*** EXCERPT TO READ ***

He walks into town and eventually decides on a plan and is too self-willed ‘to recede from a position’ especially if humiliation is involved. However, he is not prepared for Elizabeth-Jane’s reaction the next day. She says she will call him father from now on and thinks her poor mother married Newson ‘by such a strange mistake’ (as Henchard has not told her the truth about the sale). He has thought of this moment with pleasure for so long, but now it is ‘miserable insipidity’ and ‘dust and ashes’ to him.
In Chapter Twenty, Elizabeth-Jane is confused by Henchard’s behaviour. From this next morning after he has revealed he is her father, he is constrained in his manner towards her. The coldness soon breaks out into ‘open chiding’ and, for example, he corrects her use of dialect words and criticizes her handwriting. He also tells her off for waiting on Nance Mockridge, who works for him. Nance is stung by his rudeness and she reveals that Elizabeth-Jane has served worse than her when she worked in a public house in town. From this time, Henchard shows distaste for Elizabeth-Jane. He eats out and leaves her in solitude and she uses the time for self-education and ‘improvement’.
When visiting her mother’s grave, she encounters another woman dressed in mourning. She appears to be similar to Elizabeth-Jane in size and age, but is beautifully dressed. Elizabeth-Jane returns home and has another of her bad days. Henchard has come to the end of his two year run as Mayor and is not going to be chosen as an alderman. Furthermore, he has learned that Farfrae is to become one of the Council and knows that Elizabeth-Jane has waited on him (in the Three Mariners). Henchard believes his luck has changed since the arrival of his wife and Elizabeth-Jane. He snaps at her when she comes in and thinks about his mistake of forbidding Farfrae from seeing her. If Farfrae had been allowed to court her, he would not be ‘encumbered’ with her now and writes him a note in which he withdraws the objection.

*** End of EXCERPT TO READ ***
*** RECORDS SUPPLIED ***

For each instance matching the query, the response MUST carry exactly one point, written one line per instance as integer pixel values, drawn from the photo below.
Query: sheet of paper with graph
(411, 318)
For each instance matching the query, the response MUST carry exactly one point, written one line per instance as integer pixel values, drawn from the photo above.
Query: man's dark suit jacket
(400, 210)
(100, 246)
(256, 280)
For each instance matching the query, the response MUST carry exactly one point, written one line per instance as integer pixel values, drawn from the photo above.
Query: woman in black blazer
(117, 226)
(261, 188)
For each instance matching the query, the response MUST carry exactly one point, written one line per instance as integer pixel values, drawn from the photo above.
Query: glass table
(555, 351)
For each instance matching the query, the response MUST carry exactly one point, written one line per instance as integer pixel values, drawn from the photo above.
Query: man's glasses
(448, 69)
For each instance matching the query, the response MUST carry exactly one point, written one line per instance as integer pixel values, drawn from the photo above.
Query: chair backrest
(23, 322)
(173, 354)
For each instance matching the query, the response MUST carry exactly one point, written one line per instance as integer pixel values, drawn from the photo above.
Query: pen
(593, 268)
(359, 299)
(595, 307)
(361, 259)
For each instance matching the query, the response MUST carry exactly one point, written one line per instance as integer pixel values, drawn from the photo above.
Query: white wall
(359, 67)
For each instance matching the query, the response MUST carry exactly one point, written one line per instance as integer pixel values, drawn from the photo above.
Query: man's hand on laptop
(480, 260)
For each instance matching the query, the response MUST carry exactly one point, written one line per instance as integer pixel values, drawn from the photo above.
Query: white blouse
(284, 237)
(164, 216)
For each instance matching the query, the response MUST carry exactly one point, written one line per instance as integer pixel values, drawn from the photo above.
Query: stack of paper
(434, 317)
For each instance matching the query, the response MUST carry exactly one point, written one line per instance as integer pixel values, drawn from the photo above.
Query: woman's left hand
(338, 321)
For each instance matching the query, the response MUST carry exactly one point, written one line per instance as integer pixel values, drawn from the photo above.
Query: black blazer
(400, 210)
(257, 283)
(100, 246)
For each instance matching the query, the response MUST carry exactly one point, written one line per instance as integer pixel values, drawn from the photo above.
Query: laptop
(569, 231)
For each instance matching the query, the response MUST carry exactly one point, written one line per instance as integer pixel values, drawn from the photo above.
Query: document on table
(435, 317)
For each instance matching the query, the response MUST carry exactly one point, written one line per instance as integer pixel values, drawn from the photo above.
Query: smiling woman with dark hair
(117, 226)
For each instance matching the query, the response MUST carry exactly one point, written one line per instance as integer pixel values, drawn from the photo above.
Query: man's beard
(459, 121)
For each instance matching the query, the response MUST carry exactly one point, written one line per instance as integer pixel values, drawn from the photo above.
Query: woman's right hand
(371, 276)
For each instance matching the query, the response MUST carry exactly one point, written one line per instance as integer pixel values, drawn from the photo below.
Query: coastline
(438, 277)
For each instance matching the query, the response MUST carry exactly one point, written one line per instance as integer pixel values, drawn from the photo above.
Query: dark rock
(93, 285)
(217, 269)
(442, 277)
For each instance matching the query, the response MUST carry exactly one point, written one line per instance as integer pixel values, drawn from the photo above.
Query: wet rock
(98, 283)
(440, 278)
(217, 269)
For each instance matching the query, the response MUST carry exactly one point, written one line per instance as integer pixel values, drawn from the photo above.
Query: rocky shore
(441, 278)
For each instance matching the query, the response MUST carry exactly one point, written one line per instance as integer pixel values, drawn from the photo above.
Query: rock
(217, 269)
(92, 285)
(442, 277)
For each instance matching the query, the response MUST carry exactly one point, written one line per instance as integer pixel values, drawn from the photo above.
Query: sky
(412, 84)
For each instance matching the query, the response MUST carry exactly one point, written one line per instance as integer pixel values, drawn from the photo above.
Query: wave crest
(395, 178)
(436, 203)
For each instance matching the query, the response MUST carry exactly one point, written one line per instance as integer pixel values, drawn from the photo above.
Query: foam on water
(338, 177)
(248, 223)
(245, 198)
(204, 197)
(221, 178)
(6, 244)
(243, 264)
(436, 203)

*** End of RECORDS SUPPLIED ***

▶ _PROBLEMS TO SOLVE_:
#1 In the plot summary, what does Elizabeth-Jane say she will call Henchard from now on?
#2 Rewrite the plot summary from "He walks into" to "ashes’ to him.", putting "the sailor" in place of "Newson".
#3 Extend the plot summary, picking up right after its final sentence.

▶ _YOUR WRITTEN ANSWERS_:
#1 Father.

#2
He walks into town and eventually decides on a plan and is too self-willed ‘to recede from a position’ especially if humiliation is involved. However, he is not prepared for Elizabeth-Jane’s reaction the next day. She says she will call him father from now on and thinks her poor mother married the sailor ‘by such a strange mistake’ (as Henchard has not told her the truth about the sale). He has thought of this moment with pleasure for so long, but now it is ‘miserable insipidity’ and ‘dust and ashes’ to him.

#3
The next day Elizabeth-Jane visits the churchyard again and hopes to see the lady again. Farfrae walks past and only glances at her and she feels depressed enough to say aloud that she wishes she were dead with her dear mother. She then turns and sees the woman. The stranger asks what has happened and guesses correctly that the tomb is for her mother. She also extracts from Elizabeth-Jane the news that she has had a disagreement with her father: ‘Her anxiety not to condemn Henchard while siding with Elizabeth-Jane was curious.’ She asks Elizabeth-Jane about her history and she tells her as much as she knows. She then offers her a position as part housekeeper and part companion at High-Place Hall (as she is moving in that day). Elizabeth-Jane is overjoyed about the offer and assents.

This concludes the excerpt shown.